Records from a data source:
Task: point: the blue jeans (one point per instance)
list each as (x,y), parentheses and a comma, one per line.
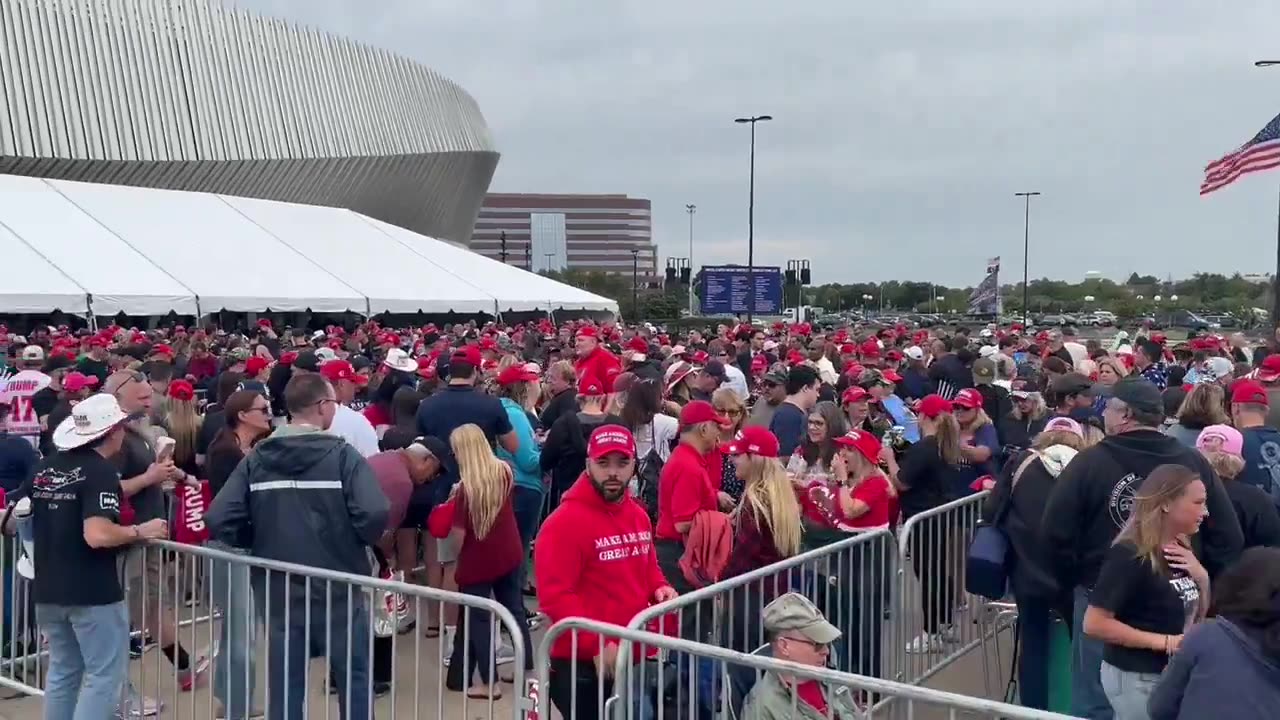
(236,662)
(1088,697)
(1034,624)
(88,659)
(293,639)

§ **ASSIGNED TASK**: If the data includes images, skip them and copy every line exactly.

§ **SOLVED EXERCISE**:
Task: point: the blue jeans (one point per instance)
list each as (x,y), parentheses and a comma, one per line.
(236,662)
(1088,697)
(1034,624)
(88,659)
(293,639)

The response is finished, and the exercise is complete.